Task requirements — Please quote the material exactly, every line of it.
>>>
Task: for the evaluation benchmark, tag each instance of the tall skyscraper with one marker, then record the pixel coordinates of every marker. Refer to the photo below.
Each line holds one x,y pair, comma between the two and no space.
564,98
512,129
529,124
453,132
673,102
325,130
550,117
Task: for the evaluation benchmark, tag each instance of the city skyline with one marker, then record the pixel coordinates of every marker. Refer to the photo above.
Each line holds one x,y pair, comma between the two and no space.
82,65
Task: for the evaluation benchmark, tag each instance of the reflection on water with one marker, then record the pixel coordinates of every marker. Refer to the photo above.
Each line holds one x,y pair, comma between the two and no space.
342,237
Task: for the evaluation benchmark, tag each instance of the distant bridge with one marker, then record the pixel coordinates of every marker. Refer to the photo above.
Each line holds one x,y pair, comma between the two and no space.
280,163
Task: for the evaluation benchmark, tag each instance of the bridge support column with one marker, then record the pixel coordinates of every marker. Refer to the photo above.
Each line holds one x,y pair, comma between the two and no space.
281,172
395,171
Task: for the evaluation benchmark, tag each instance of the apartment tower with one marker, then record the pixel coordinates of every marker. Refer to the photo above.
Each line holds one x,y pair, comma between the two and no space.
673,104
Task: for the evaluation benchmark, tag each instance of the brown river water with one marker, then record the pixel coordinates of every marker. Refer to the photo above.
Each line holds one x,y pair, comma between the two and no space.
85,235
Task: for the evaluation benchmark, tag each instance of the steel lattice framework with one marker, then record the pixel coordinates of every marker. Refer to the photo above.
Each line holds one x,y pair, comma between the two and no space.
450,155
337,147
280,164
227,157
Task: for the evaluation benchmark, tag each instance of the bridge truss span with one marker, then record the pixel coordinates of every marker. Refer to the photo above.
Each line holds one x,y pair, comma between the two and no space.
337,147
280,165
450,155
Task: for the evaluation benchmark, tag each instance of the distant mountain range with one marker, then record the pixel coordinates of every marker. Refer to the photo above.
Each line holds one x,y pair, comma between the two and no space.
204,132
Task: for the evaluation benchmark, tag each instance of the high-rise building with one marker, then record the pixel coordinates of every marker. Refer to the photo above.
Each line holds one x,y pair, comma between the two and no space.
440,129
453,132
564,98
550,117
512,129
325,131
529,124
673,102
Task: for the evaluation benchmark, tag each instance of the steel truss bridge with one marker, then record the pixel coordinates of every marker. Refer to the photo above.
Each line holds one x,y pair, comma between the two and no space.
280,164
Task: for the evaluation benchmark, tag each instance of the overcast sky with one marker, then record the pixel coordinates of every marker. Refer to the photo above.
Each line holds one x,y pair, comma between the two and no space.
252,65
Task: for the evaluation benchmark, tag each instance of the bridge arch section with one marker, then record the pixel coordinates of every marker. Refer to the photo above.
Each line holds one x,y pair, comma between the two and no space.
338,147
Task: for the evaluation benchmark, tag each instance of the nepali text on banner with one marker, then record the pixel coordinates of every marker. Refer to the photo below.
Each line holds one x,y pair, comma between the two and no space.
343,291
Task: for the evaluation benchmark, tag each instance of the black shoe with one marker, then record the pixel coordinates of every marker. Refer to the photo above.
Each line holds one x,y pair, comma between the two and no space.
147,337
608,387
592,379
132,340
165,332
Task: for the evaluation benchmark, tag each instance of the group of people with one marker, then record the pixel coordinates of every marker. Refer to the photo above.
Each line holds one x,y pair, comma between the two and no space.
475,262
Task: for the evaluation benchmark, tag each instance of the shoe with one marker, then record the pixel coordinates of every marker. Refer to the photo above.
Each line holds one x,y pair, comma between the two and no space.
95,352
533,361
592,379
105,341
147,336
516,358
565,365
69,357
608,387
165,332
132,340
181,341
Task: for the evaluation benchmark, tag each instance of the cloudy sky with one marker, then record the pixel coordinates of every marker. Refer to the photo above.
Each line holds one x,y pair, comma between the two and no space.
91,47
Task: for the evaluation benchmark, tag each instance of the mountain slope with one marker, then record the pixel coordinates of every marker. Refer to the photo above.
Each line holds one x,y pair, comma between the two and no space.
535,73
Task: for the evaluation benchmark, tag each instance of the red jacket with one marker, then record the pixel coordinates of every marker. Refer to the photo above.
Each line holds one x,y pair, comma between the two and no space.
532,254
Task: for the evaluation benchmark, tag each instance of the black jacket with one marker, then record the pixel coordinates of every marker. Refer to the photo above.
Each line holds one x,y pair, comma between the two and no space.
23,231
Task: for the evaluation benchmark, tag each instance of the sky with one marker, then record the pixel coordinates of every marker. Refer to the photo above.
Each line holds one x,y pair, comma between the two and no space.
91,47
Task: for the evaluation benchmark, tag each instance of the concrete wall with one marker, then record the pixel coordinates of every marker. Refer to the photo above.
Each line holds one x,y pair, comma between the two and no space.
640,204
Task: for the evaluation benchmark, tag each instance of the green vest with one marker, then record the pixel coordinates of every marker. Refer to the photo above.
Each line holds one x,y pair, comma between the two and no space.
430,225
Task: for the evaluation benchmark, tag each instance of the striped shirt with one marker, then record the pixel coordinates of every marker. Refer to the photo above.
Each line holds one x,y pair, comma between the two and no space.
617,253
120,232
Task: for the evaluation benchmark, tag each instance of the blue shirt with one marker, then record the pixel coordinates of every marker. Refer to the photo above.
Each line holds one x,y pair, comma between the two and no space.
<<<
Answer in full —
Task: for the evaluation benchmark, tag each instance of the tall skyscraper with one marker, then record the pixel coordinates of every marker. Refer to the photo below.
Each line holds one x,y pair, comma between the two and no space.
564,98
512,129
529,124
453,132
673,102
325,130
550,117
Task: for the evaluation benchmark, tag each instance of the city skyline with one marker, then record the pixel coordinates of every marker. Refer to the photo above.
Each line holds one x,y pair, comma between the two and no space.
82,65
Task: for the evaluation benchmark, tag each instance of the reflection on water with one marker, then record the pixel coordinates of every marker. Refer to the photo above.
Each line holds one x,y pair, comma between the two and no space.
342,237
Task: for the evaluation benchmark, tag each instance of the distant bridge with one marker, then record the pixel coordinates of every marker. Refer to the photo above.
Each line holds one x,y pair, comma between the two and no space.
280,163
Task: for the evaluation benchmark, tag each instance of the bridge support column with one marker, then record the pixel coordinates of every marker. Refer to the photo above.
Each line holds one x,y pair, comma between the two and no space.
281,172
395,171
Task: for the evaluation benchmark, tag each instance of the apartment tower with one marker, then record the pixel coordinates of every marker. Refer to the photo above.
Each line holds one x,y pair, comma between the two and no space.
673,104
Task: for the evaluation benchmark, tag each instance of the brown river water with one marker, then record the pixel coordinates of every marker. Refer to the photo above.
Each line holds one x,y pair, comma between the two and no space.
85,235
Task: for the evaluation benchmark, tag each instance of the steel lattice framework with one marker, then record the pixel coordinates of every marker. Refer to the photo above.
Each line holds one x,y pair, comma between the two and no space.
450,155
337,147
280,164
227,157
Task: for the evaluation benchmark, tag each instance of the bridge truss span with one marker, then record the pixel coordinates of every marker. Refer to the photo above.
Each line holds one x,y pair, comma between the two and no space.
337,147
280,165
450,155
Task: for the evaluation benchmark, tag each instance of the distant mountain range with one marker, then record the pixel coordinates of every marker. Refer to the photo above.
Each line holds one x,y pair, comma between the two and no space.
204,132
Task: for the evaluation benchmark, tag each instance of the high-rise building with one marker, then record the pixel coordinates of every marker. Refer to the photo above.
Each line holds one x,y pair, comma between the two and no space.
440,129
453,132
564,98
550,117
512,129
325,131
529,124
673,102
Task: for the evaluation benchmark, tag each instance of the steel truss bridge with one marker, then record the pixel coordinates of every marker. Refer to the photo above.
Each line holds one x,y pair, comma between the two and no space.
280,164
Task: for the evaluation benchmark, tag each instance of the overcast sky with one marker, then record the pixel coordinates of every marker. Refer to the photo above.
Each line holds one x,y pair, comma between the two and no space.
252,65
Task: for the evaluation benchmark, tag each instance of the bridge arch section with one marker, then record the pixel coordinates of every marker. Refer to the photo above.
Each line holds one x,y pair, comma between the two and no space.
338,147
Task: for the evaluation benchmark, tag each instance of the nepali text on banner with one marker, then record the pixel coordinates of every marker. Refer to the photo below.
Each line holds one x,y pair, comma between the two and no space.
343,291
Task: for the evaluation benchmark, tag each instance of the black shoe with one marker, then record the pixel coordinates of every marker. Refer to the photo above.
Each line holds one x,y pair, comma between the two and no space.
147,337
608,387
592,379
132,340
165,332
Task: for the evaluation benchmark, tag each instance of the group of people with one marker, then record the pixel coordinates of every marker. Refer to the photo above.
Each line holds one x,y pair, comma between the two and no space.
475,262
Task: for the evaluation benchmark, tag each instance of the shoe with one marker, then record the pixel coordinates of every marker. Refer to the photo above.
Each line holds one x,y pair, comma between the two and no space.
95,352
533,361
592,379
105,341
147,336
516,358
565,365
69,357
608,387
165,332
132,340
181,341
Task: for the evaluation benchmark, tag each instance of the cloudy sky with one marker, then record the pixel coordinates of every marker. Refer to the photo above.
Each line holds one x,y pair, comma between the two and no space.
91,47
Task: for the evaluation benchmark, tag each instance of the mountain slope with one marker, then record the pixel coordinates of every marker. Refer to the photo above.
Each line holds one x,y pair, comma between the two and no space.
535,73
Task: for the evaluation benchmark, tag each instance of the red jacket with one marker, then record the pixel coordinates of every marker. Refer to the photo above.
Each line holds one x,y pair, comma between the two and no space.
532,254
Task: for the evaluation benchmark, tag each instance of the black jacket with one marker, then record the pixel coordinates of every marker. Refer to the photo above.
Each line holds one x,y pair, comma between the two and no space.
23,231
Task: for the evaluation benchmark, tag each instance of the sky with one marker, then record the pixel coordinates of every marker. Refer to the photo above.
Each line holds one x,y pair, comma between the two and no space.
91,47
Task: for the evaluation benchmark, tag each instance of the concrete wall with one marker, then record the pixel coordinates of every marker. Refer to the photo above.
Each line holds one x,y pair, comma between the two and no space.
640,204
Task: for the evaluation benchmark, tag each instance of the green vest with one marker, then record the pixel coordinates of every marker. Refer to the photo above.
Each line holds one x,y pair, comma between the two and no space.
430,225
Task: for the evaluation benchmark, tag each instance of the striped shirt with one marker, then record the pixel coordinates of every marker. Refer to the photo above.
Each line holds one x,y pair, comma between the two and no space.
617,253
120,232
Task: for the evaluation benchmark, tag each instance of the blue shirt with one marker, then record the pixel coordinates of every marker. Refer to the photo above.
Each line holds one x,y pair, comma between the two and no space.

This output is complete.